Copy each entry exactly, leaving nothing out.

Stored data
+ + + + +

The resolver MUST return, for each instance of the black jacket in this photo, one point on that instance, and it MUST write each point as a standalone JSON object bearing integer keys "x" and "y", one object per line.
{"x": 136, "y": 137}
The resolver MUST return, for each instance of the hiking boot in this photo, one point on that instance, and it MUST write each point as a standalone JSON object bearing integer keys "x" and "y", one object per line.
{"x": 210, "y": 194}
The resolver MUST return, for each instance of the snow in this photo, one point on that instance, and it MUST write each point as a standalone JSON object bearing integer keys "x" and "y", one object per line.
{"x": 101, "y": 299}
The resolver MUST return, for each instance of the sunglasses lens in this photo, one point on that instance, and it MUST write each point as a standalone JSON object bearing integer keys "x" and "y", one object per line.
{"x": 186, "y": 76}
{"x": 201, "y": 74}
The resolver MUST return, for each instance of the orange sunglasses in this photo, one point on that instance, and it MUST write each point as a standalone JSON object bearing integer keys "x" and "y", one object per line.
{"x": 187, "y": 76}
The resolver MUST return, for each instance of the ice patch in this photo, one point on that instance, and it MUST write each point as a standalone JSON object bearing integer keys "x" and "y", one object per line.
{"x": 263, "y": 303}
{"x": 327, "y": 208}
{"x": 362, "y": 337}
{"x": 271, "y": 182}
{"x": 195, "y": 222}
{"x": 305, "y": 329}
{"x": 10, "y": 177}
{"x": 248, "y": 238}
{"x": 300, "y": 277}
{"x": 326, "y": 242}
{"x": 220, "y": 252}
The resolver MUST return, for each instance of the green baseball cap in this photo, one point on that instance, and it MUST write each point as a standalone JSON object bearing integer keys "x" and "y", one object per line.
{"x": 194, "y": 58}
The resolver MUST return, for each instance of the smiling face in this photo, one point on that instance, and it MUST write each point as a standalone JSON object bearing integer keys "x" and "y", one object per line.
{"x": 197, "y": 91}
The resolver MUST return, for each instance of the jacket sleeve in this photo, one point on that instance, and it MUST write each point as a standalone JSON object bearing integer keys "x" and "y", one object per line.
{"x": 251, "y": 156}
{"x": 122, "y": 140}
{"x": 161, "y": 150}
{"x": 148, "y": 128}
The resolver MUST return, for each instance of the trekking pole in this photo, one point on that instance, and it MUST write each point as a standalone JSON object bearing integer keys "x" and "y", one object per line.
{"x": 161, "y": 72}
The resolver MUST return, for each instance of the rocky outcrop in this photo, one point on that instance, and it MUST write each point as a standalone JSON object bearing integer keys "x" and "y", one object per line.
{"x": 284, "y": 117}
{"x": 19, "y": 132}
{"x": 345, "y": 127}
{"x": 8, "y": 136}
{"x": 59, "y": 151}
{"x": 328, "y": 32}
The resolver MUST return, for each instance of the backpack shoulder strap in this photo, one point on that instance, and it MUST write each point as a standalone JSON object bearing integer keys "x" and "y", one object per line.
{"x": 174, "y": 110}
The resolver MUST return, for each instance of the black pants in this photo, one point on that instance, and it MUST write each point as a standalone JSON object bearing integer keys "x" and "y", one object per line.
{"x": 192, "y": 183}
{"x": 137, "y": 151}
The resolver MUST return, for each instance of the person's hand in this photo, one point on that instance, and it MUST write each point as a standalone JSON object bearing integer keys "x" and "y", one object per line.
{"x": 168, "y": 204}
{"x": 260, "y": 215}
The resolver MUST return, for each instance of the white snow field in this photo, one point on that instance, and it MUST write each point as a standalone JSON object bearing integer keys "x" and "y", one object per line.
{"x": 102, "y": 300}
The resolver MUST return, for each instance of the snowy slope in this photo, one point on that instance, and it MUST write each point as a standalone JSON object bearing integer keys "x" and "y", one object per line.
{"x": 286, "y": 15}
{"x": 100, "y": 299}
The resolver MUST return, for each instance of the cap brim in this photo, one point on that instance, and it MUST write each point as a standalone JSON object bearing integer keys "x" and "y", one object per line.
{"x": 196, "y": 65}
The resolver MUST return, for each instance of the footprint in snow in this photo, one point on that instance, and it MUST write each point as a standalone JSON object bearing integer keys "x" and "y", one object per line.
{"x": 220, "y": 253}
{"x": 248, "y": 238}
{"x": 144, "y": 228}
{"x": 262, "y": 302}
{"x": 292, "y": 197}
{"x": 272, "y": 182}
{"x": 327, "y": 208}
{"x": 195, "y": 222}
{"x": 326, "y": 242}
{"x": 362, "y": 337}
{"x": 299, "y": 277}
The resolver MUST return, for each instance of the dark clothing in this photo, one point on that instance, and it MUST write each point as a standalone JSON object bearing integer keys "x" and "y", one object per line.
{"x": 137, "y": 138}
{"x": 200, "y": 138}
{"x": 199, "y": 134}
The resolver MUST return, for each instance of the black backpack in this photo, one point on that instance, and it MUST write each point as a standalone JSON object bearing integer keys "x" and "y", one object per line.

+ + + + +

=== Answer to this exercise ===
The resolver MUST return, for each instance of the black jacket in this photo, one point on that instance, and it MUST write each point as a standalone JSON object bearing integer keys "x" and "y", one object per line.
{"x": 136, "y": 137}
The resolver MUST return, for each instance of the hiking boot in this photo, one point on that instance, and it MUST write each point as a standalone JSON object bearing integer keys "x" and "y", one object per line.
{"x": 210, "y": 194}
The resolver MUST return, for each instance of the snow in this photo, one point on that instance, and it MUST write each point as a standalone JSON object bearing integer keys "x" and "y", one object per line.
{"x": 101, "y": 299}
The resolver MUST return, for each instance of the sunglasses lens in this photo, one point on that instance, and it MUST write each point as a standalone JSON object bearing integer keys "x" and "y", one object per line.
{"x": 186, "y": 76}
{"x": 201, "y": 74}
The resolver MUST return, for each instance of the orange sunglasses in this photo, one point on that instance, and it MUST write each point as a standalone JSON object bearing integer keys "x" and "y", one object per line.
{"x": 187, "y": 76}
The resolver MUST return, for each instance of the ice patch in this photo, one point on that instance, and it MUST write each point as a standalone JSON object bearing integer keys "x" and "y", one object per line.
{"x": 263, "y": 303}
{"x": 327, "y": 208}
{"x": 362, "y": 337}
{"x": 271, "y": 182}
{"x": 195, "y": 222}
{"x": 305, "y": 329}
{"x": 10, "y": 177}
{"x": 248, "y": 238}
{"x": 300, "y": 277}
{"x": 326, "y": 242}
{"x": 220, "y": 252}
The resolver MUST return, for each instance of the green baseball cap in this photo, one point on that instance, and it MUST write each point as a standalone JSON object bearing integer keys "x" and "y", one object per line.
{"x": 194, "y": 58}
The resolver MUST return, for each instance of the smiling face in this photo, one point on that instance, and it MUST write each point as a standalone JSON object bearing integer keys "x" and "y", one object per line.
{"x": 197, "y": 91}
The resolver MUST return, for each instance of the jacket sleeve in this photo, one point on that instance, and it MUST write each point as a standalone JSON object bearing integer keys "x" and "y", one object per line.
{"x": 251, "y": 156}
{"x": 122, "y": 140}
{"x": 161, "y": 150}
{"x": 148, "y": 128}
The resolver MUST return, for each instance of the trekking pole in this photo, one point on that instance, and it MUST write each point as a standalone JSON object bearing integer keys "x" and "y", one object per line.
{"x": 161, "y": 72}
The resolver MUST return, for each instance of the rocky outcrop in this photo, one point on that instance, and it MUST write each point as a standalone JSON object bearing integer keys "x" and "y", one object per line.
{"x": 284, "y": 117}
{"x": 19, "y": 132}
{"x": 345, "y": 127}
{"x": 8, "y": 136}
{"x": 59, "y": 151}
{"x": 328, "y": 32}
The resolver MUST return, for each instance of the backpack shoulder strap in this photo, one point on that instance, and it MUST write each point as a standalone JSON object bearing integer keys "x" and "y", one object per line.
{"x": 174, "y": 110}
The resolver MUST return, for each instance of the black pants in this photo, one point on that instance, and it MUST write each point as a standalone JSON object bearing integer keys "x" and "y", one object per line.
{"x": 192, "y": 183}
{"x": 137, "y": 151}
The resolver MUST return, for each instance of the person's hand in this photo, one point on that instance, and it MUST write each point as a standalone JSON object bearing integer keys "x" and "y", one object per line.
{"x": 168, "y": 204}
{"x": 260, "y": 215}
The resolver MUST return, for each instance of the white snow field in this photo, one point on that instance, and it MUST write each point as a standalone JSON object bearing integer keys "x" and "y", one object per line.
{"x": 102, "y": 300}
The resolver MUST return, for each instance of the snowy slope in this photo, one point on that instance, and it MUST write each point as a standalone JSON object bearing integer keys "x" and "y", one object per line.
{"x": 286, "y": 15}
{"x": 100, "y": 299}
The resolver MUST return, for each instance of the cap brim in this photo, one point on that instance, and it MUST write each point as a standalone JSON object bearing integer keys "x" and "y", one object per line.
{"x": 196, "y": 65}
The resolver MUST return, for each instance of the footprint in snow in this photo, one point on that instance, and it MUST write each point as a standalone JSON object bearing integer keys "x" and "y", one object per line.
{"x": 220, "y": 253}
{"x": 248, "y": 238}
{"x": 144, "y": 228}
{"x": 262, "y": 302}
{"x": 292, "y": 197}
{"x": 272, "y": 182}
{"x": 327, "y": 208}
{"x": 195, "y": 222}
{"x": 326, "y": 242}
{"x": 362, "y": 337}
{"x": 299, "y": 277}
The resolver MUST return, for each instance of the dark clothing in this photo, one point on that instance, and it MUST write each point as a standalone JSON object bearing integer keys "x" and "y", one object per line.
{"x": 137, "y": 138}
{"x": 200, "y": 138}
{"x": 199, "y": 134}
The resolver MUST return, for each instance of the black backpack in this photo, one point on that instance, and it MUST write each point as a standalone JSON object bearing integer keys "x" and "y", one object per line.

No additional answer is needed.